Pull out every line below that contains the word "vase" and copy each one unchanged, in its original order.
===============
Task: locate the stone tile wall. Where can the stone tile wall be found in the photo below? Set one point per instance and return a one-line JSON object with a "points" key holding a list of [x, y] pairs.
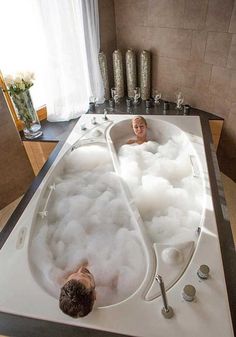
{"points": [[193, 46]]}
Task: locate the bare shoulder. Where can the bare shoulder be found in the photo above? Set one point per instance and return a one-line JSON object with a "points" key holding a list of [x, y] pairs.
{"points": [[131, 141]]}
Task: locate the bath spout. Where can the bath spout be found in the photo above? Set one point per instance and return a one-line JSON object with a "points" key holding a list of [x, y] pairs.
{"points": [[167, 310]]}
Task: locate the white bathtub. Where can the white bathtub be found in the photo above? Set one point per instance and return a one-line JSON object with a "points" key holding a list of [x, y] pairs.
{"points": [[141, 313]]}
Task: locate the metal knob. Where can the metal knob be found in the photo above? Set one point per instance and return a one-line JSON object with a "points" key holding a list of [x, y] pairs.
{"points": [[203, 271], [189, 292], [167, 310]]}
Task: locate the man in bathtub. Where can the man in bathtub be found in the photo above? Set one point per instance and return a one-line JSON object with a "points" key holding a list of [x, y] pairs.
{"points": [[78, 293], [139, 125]]}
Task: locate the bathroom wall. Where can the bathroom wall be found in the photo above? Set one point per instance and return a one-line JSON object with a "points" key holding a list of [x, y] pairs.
{"points": [[193, 46], [15, 170]]}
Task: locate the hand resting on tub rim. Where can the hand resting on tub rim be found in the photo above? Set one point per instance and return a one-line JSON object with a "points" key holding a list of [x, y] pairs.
{"points": [[139, 125]]}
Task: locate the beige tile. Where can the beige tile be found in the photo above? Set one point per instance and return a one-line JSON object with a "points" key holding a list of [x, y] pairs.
{"points": [[220, 81], [203, 76], [217, 48], [232, 26], [195, 14], [131, 12], [166, 13], [232, 87], [135, 38], [221, 106], [170, 42], [219, 15], [232, 53], [170, 72], [199, 40], [200, 99], [229, 127]]}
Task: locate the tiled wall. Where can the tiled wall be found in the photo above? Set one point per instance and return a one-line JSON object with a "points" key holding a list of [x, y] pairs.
{"points": [[193, 46], [15, 170]]}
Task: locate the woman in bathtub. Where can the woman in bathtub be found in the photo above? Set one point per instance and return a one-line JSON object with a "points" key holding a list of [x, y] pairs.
{"points": [[78, 293], [139, 125]]}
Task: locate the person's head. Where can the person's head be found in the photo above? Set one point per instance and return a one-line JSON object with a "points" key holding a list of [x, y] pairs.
{"points": [[139, 125], [78, 294]]}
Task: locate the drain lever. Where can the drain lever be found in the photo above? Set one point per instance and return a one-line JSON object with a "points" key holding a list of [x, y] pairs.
{"points": [[167, 310]]}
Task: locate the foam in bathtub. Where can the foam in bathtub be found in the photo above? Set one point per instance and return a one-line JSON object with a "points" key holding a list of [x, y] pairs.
{"points": [[87, 220]]}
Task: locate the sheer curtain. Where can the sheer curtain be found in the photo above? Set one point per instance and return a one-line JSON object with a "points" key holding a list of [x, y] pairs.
{"points": [[72, 75]]}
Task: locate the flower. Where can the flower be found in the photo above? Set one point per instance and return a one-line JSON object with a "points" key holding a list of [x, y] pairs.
{"points": [[20, 83]]}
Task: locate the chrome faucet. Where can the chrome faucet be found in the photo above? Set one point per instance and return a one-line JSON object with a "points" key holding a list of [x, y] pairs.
{"points": [[167, 310]]}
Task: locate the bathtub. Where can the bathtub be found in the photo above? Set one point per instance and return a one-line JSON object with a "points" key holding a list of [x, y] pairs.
{"points": [[141, 313]]}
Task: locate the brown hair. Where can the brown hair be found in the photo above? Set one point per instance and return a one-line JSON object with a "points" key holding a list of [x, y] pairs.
{"points": [[75, 299], [140, 118]]}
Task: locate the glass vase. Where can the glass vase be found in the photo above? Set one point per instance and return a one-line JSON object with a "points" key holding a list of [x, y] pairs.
{"points": [[27, 114]]}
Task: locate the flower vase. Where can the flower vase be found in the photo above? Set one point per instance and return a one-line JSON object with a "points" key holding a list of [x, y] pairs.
{"points": [[27, 114]]}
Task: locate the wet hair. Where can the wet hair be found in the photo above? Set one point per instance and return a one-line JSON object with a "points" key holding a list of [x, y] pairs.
{"points": [[139, 118], [75, 299]]}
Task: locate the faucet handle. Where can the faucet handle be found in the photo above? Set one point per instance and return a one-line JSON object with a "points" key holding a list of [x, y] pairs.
{"points": [[167, 310]]}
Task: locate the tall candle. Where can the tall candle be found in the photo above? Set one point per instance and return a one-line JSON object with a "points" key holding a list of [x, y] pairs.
{"points": [[118, 73], [145, 74], [131, 74], [104, 72]]}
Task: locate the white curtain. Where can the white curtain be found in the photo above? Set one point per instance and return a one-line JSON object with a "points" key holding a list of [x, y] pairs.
{"points": [[72, 75]]}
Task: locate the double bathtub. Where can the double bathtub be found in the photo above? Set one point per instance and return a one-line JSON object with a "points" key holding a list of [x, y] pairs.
{"points": [[32, 273]]}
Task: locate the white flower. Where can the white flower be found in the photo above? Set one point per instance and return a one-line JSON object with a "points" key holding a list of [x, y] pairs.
{"points": [[9, 80], [22, 86], [18, 80], [28, 77], [19, 83]]}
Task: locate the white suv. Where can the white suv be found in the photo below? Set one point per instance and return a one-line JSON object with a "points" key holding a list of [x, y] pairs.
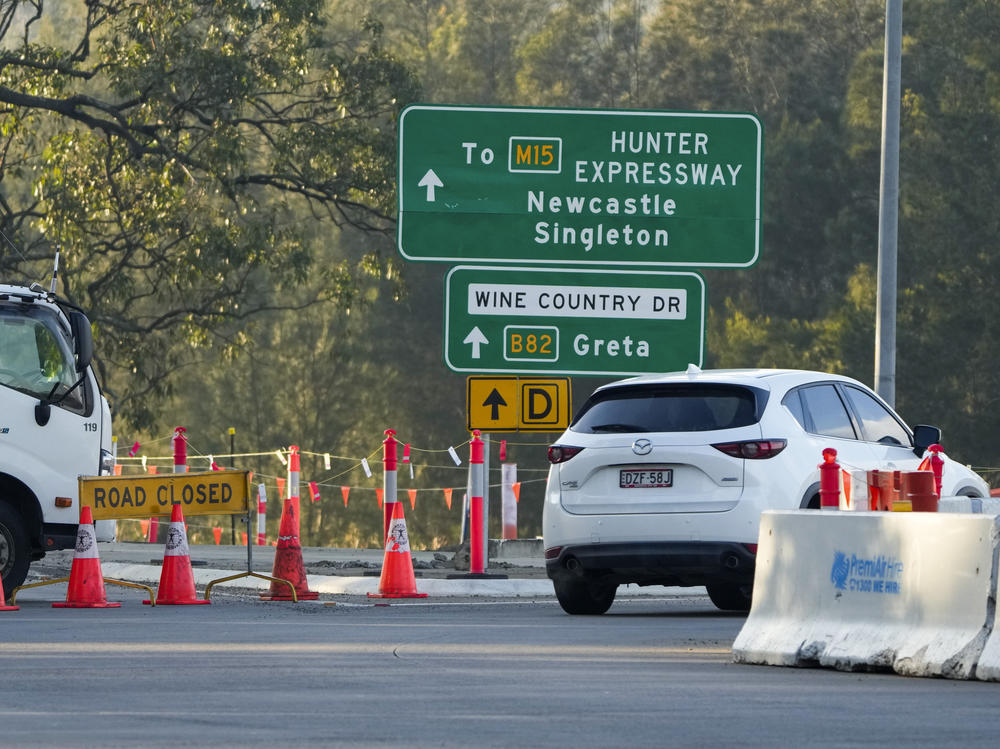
===============
# OUTPUT BELOW
Task: locate the glass vase. Where can the glass vase be found in the photo above? Set one point per instance and return a one-line JSON object with a "points" key holding a list of [x, y] pairs.
Task: locate the flower vase. Where can the flower vase be found in the photo above? Set one point per instance and return a one-line JSON object with a "points" key holding a list of [x, y] pairs.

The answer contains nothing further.